----- DATASET CONTENT -----
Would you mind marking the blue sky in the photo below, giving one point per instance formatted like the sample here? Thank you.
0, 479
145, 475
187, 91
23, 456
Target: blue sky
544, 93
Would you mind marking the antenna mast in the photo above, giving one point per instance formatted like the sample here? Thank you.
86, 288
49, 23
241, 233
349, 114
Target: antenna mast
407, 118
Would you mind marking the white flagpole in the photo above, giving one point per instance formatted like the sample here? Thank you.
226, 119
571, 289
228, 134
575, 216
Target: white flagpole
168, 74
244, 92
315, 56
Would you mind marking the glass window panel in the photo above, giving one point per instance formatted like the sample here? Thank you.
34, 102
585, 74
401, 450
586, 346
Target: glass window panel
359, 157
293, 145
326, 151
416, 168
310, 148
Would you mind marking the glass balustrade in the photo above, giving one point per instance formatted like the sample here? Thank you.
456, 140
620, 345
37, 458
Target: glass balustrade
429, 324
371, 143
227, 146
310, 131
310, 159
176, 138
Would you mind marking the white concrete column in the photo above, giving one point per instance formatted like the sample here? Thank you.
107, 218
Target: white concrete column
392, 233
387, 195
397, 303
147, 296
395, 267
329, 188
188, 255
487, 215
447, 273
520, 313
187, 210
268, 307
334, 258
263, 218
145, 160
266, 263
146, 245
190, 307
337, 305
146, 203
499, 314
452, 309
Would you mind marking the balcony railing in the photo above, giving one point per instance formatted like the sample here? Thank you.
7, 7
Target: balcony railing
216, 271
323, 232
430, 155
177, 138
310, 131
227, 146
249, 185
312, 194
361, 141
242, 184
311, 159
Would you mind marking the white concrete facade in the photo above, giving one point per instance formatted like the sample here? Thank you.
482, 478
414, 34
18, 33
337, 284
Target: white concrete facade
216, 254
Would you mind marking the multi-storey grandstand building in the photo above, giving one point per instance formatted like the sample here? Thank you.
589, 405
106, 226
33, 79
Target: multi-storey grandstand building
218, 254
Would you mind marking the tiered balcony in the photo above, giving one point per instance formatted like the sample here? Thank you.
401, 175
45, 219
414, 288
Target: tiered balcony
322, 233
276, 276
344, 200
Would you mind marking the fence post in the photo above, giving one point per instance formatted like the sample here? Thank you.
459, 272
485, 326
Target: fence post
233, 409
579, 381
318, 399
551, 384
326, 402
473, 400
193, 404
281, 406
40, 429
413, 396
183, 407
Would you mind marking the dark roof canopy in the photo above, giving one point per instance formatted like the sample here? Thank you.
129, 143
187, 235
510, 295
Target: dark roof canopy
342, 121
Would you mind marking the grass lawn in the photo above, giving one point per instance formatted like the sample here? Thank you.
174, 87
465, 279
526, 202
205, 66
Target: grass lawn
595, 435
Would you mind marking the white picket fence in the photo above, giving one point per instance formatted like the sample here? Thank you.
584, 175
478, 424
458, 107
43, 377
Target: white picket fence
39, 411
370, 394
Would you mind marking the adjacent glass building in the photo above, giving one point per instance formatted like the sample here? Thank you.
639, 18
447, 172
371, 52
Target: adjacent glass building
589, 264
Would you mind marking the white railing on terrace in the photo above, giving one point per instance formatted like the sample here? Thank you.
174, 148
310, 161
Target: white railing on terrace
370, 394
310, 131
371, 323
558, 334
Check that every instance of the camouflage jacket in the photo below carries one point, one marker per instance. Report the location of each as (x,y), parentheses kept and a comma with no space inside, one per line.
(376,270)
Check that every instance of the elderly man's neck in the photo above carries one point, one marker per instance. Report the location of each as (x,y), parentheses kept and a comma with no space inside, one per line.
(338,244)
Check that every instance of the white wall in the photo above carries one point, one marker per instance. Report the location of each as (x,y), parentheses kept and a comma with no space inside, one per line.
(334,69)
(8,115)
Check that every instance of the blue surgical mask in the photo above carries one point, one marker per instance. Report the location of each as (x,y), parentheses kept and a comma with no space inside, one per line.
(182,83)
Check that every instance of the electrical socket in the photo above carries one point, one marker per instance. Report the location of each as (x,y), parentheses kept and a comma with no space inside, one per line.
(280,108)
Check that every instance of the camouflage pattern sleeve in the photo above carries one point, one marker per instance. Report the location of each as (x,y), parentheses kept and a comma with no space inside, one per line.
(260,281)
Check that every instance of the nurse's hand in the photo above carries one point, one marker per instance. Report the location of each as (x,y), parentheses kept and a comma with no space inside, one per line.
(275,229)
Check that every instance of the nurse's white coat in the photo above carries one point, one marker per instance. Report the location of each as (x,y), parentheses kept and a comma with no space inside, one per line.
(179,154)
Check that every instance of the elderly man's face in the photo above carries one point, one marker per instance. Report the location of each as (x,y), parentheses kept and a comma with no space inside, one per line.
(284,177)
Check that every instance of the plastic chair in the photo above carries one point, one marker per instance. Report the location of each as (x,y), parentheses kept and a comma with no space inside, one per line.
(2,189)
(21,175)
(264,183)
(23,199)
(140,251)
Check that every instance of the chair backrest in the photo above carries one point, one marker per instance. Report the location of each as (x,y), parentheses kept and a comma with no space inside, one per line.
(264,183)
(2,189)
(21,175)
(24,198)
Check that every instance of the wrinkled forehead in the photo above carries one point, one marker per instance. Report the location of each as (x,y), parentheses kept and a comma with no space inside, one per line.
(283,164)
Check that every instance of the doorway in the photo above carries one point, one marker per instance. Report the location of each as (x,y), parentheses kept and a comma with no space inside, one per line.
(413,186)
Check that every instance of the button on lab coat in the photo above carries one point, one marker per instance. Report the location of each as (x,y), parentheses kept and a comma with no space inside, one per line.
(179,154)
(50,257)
-----
## TASK PROMPT
Write out all the entries once more, exactly.

## ANSWER TO THE PROBLEM
Would you mind marking the blue sky in the photo below, giving one point per instance formatted like the sample here? Thank you.
0, 479
145, 475
187, 91
23, 456
Target: blue sky
544, 93
Would you mind marking the antenna mast in the photo above, giving one point per instance formatted like the sample here? Thank you.
86, 288
49, 23
241, 233
349, 114
Target: antenna mast
407, 118
Would you mind marking the white flagpole in the photo above, giving one point per instance formatted like the sample here? Thank you.
226, 119
571, 289
228, 134
575, 216
Target: white flagpole
168, 74
244, 92
315, 56
Would you mind marking the glass window panel in the photo above, giving one point per instance formatted like the sample here? Thank you.
34, 102
585, 74
401, 450
586, 346
Target: glass window panel
359, 157
293, 145
326, 151
416, 168
310, 148
Would you mind marking the glass balustrade in the photo above, giving one point per instance formatted like the sample here? Thank you.
456, 140
620, 345
37, 458
Target: glass balustrade
429, 324
371, 143
227, 146
310, 131
310, 159
176, 138
Would you mind marking the white concrete column in the photo above, giving one point per instance formatted like the sample here? Thank you.
107, 218
Target: white concrete column
392, 233
387, 195
397, 303
147, 296
395, 267
329, 188
188, 255
487, 215
447, 273
520, 313
187, 210
268, 307
334, 258
263, 218
145, 160
266, 263
146, 245
190, 307
337, 305
146, 203
499, 314
452, 309
Would you mind marking the balcony railing in the photo above, giving one point per instance formatted like the sample here? Thank you.
7, 7
Target: balcony railing
216, 271
323, 232
430, 155
177, 138
310, 131
227, 146
249, 185
312, 194
361, 141
242, 184
311, 159
Would you mind marking the white concrete facade in the photo above, giving one point per instance formatted like the sample here? Thank you.
482, 478
414, 34
18, 33
337, 284
Target: white concrete facade
216, 254
Would you mind marking the multi-storey grandstand building in the photo above, giving one point per instance formatted like the sample here? Thank you.
589, 405
106, 226
33, 79
Target: multi-storey grandstand building
218, 254
Would you mind marking the tiered balcony in the photo above, giving one point per instance formatted like the sample here? Thank you.
401, 175
45, 219
414, 288
Target: tiered balcony
322, 233
276, 276
344, 200
Would you mind marking the fence post in the photo above, giving one point per instance formatted like the sample here? Thank you.
459, 272
485, 326
Target: fence post
233, 409
579, 381
318, 399
551, 384
326, 402
473, 400
193, 404
281, 406
40, 429
413, 396
183, 407
Would you mind marking the dark roof canopy in the photo above, giving one point per instance formatted like the sample here? Thank you.
129, 143
187, 235
510, 295
Target: dark roof canopy
342, 121
Would you mind marking the grass lawn in the photo above, giving one point per instance formatted like the sample here? Thank you.
174, 87
465, 279
526, 202
205, 66
Target: grass lawn
595, 435
Would you mind marking the white picket fence in the photo above, giving one point per instance formatted like the sample here? Thank you.
584, 175
478, 424
458, 107
43, 377
Target: white picket fence
39, 411
370, 394
Would you mind marking the adjacent glass building in the photo above, giving one point per instance formatted like the sample here? Thank you.
639, 18
447, 172
371, 52
Target: adjacent glass building
589, 264
Would you mind marking the white railing on terrace in the photo above, giving one point per instance formatted like the sample here? Thank you.
174, 148
310, 161
Target: white railing on terrace
370, 394
310, 131
371, 323
558, 334
Check that every instance of the camouflage jacket in the photo below carries one point, one marker per instance. Report the location of each as (x,y), parentheses kept and a comma with no space inside, one per line.
(376,270)
Check that every instance of the elderly man's neck in the photo above carries one point, one marker per instance. Report the location of each as (x,y), parentheses kept and a comma with no space inside, one per line.
(338,244)
Check that every instance of the white wall in the photo above carries one point, one marker per instance. Report the location of each as (x,y), parentheses kept and a comma with no space inside, one per line.
(334,69)
(8,115)
Check that every instance of the blue surgical mask in the photo above carries one point, one marker per instance. Report the location of each as (x,y), parentheses kept and a comma with no space inside, one per line.
(182,83)
Check that every instance of the electrical socket in the photo above carries one point, one marker per instance. Report the location of each as (x,y), parentheses kept and a comma with no space inside, one per line.
(280,108)
Check that every instance of the camouflage pattern sleeve in the photo above carries one point, one marker per instance. Report the location of each as (x,y), parentheses kept and a comma with no space inside, one per line.
(260,281)
Check that every instance of the nurse's hand in the photo above carries one point, one marker per instance. Report the location of each as (x,y), parentheses kept and a comma with no space inside, one per line.
(275,229)
Check that every instance of the nurse's white coat in the photo above carries one point, one marker per instance. Report the location of each as (x,y), parentheses kept and a comma with no space inside, one per line.
(179,154)
Check that every instance of the elderly man's face in the photo above carries one point, one marker per instance. Report the location of each as (x,y), parentheses kept and a comma with no space inside, one per line.
(284,177)
Check that every instance of the plastic chair in the photo above carries one point, one marker per instance. Report the location of each as (x,y), parentheses kept and a comma with no space inside, one per line.
(2,189)
(21,175)
(264,183)
(23,199)
(140,251)
Check that every instance of the chair backrest in the photo above carries one point, one marker per instance. Report the location of each as (x,y), parentheses kept and a comma with no space inside, one per line.
(264,183)
(2,189)
(21,175)
(24,198)
Check that every instance of the wrinkled forehead in the photo above carries one point, one marker per instance. Report the location of each as (x,y), parentheses kept and a comma with no space inside, one per line.
(283,164)
Check that every instance of the doorway in the photo above carries one point, one marker per instance. Report the location of each as (x,y), parentheses kept and a comma with no space inside, one per line.
(413,186)
Check that every instance of the button on lab coat in the photo above carries one point, one marker per instance. Report the location of each as (x,y), parentheses kept and a comma with no space inside, one per line.
(179,154)
(50,257)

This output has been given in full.